The correct name for the institution is the “University of Colorado, Boulder” and it’s abbreviated CU, as in CU Buffs.

Dodgy Geezer
February 12, 2020 2:23 am

I am not sure how important accurate data is at this point of the discussion.

Climate Change activists seem to be simply ignoring any examination of scientific papers in favour of citing press releases, speeches from favourable lobbyists, or ‘studies’ from environmental activists. This means that they have isolated themselves from any discussion of the facts, and can simply proceed with their agendas, manufacturing ‘evidence’ to justify them as they go.

It is hard to see how to respond to this. They have created a self-defining political movement, which is happy to ‘de-platform’ anyone who moves even slightly off-message….

Reply to  Dodgy Geezer
February 12, 2020 4:09 am

“It is hard to see how to respond to this”

In a word – vote.

Bill Powers
Reply to  philincalifornia
February 12, 2020 5:10 am

Phil, the problem is that we have given over near complete control to the Progressive Socialists. The elitists have worked tirelessly, since the Wilson administration to get control of the necessary mechanisms to move the masses with misinformation they made great strides in the Protest 60’s and 70’s

And just look what having control of education, media and Hollywood have done to California Phil. Voting is an exercise in rubber stamping the socialist movement and they are dangerously close to that same control nationwide.

Dumb down the populous and frighten them with an endless parade of hobgoblins and then bolster and embolden them by teaching them that they can slay the hobgoblin and save the world by voting (D). In order to make your one word response relevant we need to defeat this 3 headed hydra the Progressive Elite created.

Voting only works when it is given over to people capable of critical thinking and we are in short supply of those people today. Just watch a few “man on the street interviews” with our college educated Borg drones as they march in protest to the many Hobgoblins our Primary media has created. Their responses are cringe worthy Phil and these kids vote.

Why do you think Democrats keep floating the idea of lowering the voting age even further? They are tired of waiting for the Baby Boomers to die off. They want complete control now and they intend to get it with, in two words, the vote, Damn the Electoral College, full speed ahead.

Reply to  Bill Powers
February 12, 2020 10:02 am

+10

Reply to  Bill Powers
February 12, 2020 11:55 am

Yes, I was talking specifically about bringing about the death knell of the climate hoax, not the overall fraudulent lying, parasitic phony-elitism. As ever that will require more drastic action, unless the dupes can actually find ways to understand that they’ve been had.

#### PROBLEMS AND TASKS:
- a) From the climate comment thread, print the passage between "Climate Change activists" and "even slightly off-message….", inclusive.
- b) In the climate comment thread, what is the correct name of the institution abbreviated CU?
- c) Pick up the climate comment thread after its last reply and keep it going.

#### ROWS:
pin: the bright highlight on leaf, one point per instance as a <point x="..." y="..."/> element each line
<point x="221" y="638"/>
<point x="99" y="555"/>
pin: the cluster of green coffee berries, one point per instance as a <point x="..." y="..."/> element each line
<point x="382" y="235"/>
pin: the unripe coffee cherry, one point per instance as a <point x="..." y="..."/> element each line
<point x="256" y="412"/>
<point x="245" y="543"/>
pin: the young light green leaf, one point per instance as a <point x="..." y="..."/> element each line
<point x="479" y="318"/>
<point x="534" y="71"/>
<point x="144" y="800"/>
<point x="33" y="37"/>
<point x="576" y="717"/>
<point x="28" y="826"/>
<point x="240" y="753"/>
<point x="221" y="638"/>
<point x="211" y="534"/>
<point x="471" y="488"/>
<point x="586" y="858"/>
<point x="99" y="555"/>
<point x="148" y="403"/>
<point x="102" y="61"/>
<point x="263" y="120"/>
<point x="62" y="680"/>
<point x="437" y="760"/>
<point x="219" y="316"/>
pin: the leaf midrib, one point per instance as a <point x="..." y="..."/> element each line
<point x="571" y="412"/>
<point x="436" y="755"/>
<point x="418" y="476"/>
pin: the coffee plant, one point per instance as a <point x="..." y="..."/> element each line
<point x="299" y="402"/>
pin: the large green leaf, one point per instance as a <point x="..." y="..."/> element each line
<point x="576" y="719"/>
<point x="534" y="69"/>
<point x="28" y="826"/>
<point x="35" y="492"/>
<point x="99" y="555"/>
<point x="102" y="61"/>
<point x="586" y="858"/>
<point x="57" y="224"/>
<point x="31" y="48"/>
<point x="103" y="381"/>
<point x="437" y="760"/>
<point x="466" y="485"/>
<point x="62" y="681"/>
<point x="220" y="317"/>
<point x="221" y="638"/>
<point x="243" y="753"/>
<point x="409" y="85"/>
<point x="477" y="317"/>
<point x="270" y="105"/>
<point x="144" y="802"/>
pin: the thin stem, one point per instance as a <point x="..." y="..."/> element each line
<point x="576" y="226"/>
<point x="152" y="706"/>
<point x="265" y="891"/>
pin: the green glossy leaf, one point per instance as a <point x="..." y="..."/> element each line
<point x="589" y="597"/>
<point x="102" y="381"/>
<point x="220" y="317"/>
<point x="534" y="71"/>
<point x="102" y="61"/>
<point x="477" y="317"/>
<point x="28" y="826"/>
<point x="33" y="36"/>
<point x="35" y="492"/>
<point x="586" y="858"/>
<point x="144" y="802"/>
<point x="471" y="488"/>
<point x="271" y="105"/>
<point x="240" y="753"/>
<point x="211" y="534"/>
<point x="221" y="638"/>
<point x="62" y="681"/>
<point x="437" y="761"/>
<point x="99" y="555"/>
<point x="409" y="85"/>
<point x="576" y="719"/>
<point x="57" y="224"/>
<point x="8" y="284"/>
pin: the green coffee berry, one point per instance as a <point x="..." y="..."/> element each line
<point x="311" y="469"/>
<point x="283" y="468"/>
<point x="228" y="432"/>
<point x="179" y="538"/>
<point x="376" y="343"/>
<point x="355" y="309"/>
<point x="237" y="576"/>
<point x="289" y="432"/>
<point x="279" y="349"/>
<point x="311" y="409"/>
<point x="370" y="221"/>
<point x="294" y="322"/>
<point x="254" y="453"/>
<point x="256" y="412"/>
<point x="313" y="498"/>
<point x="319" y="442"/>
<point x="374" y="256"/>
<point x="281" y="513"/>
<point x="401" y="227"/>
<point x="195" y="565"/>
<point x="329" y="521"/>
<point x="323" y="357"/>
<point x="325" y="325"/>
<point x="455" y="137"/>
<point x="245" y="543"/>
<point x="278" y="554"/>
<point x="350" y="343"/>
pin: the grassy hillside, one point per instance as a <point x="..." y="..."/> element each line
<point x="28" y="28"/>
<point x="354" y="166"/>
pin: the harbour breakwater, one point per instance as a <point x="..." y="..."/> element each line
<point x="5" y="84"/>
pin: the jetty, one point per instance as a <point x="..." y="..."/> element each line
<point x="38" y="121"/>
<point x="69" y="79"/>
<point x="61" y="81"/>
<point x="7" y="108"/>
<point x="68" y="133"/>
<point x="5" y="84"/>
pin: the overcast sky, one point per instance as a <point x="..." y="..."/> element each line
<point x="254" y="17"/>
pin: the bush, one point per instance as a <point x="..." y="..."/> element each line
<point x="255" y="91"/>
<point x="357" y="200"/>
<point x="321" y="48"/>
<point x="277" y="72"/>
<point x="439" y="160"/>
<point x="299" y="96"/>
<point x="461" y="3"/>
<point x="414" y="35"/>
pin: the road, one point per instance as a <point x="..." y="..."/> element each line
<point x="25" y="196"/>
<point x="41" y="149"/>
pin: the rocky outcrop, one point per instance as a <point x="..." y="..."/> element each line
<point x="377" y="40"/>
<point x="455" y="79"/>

#### IN RESPONSE:
- a)
Climate Change activists seem to be simply ignoring any examination of scientific papers in favour of citing press releases, speeches from favourable lobbyists, or ‘studies’ from environmental activists. This means that they have isolated themselves from any discussion of the facts, and can simply proceed with their agendas, manufacturing ‘evidence’ to justify them as they go.

It is hard to see how to respond to this. They have created a self-defining political movement, which is happy to ‘de-platform’ anyone who moves even slightly off-message….

- b) The University of Colorado, Boulder.

- c)
Drake
Reply to  Bill Powers
February 12, 2020 6:53 pm

Responsible enough to vote at 16, not to own a gun until—NEVER, but mostly 21. What about driving, many states reduce driving privileges below 18.

I never hear anyone on the news/talk shows bring this up with leftists when they bring up lowering the voting age.

Marc
Reply to  Dodgy Geezer
February 12, 2020 4:17 am

Its not just climate change activists. Our favorite “climate scientist” from Penn State resorts to the same tactics. If you watched last years debate that included Judith Currey and Patrick Moore, his entire discussion featured little more than newspaper clippings about wild fires and floods and continual references to his self proclaimed “iconic” hockey stick graph. I kept waiting for a discussion of the science, but that never occurred.

Gary
Reply to  Marc
February 12, 2020 12:39 pm

Marc, he is in Australia at the moment. I try to keep an open (skeptical) mind and was interested to see he had commented on his website in the last week about RCP 8.5 as reported on WUWT in the article: Climate science does an about-face: dials back the ‘worst case scenario’. His comment was:

“Finally, let’s not forget that even a 3C warmer world would be catastrophic. Here in Australia, we’re already seeing the catastrophic impacts of less than half that much planetary warming.” I am an Australian citizen, and have spent 6+ decades here – Michael Mann – probably not six months.

Australia has bad bushfires because it is a very dry country.

It has always been dry.

Look at the history of bad bush fires here:

1851 Black Thursday 12 lives lost
1926 Black Sunday 60 dead 1,000 bldgs.
1939 Black Friday 71 dead 5,000 bldgs.
1967 Black Tuesday 62 dead 1,300 bldgs.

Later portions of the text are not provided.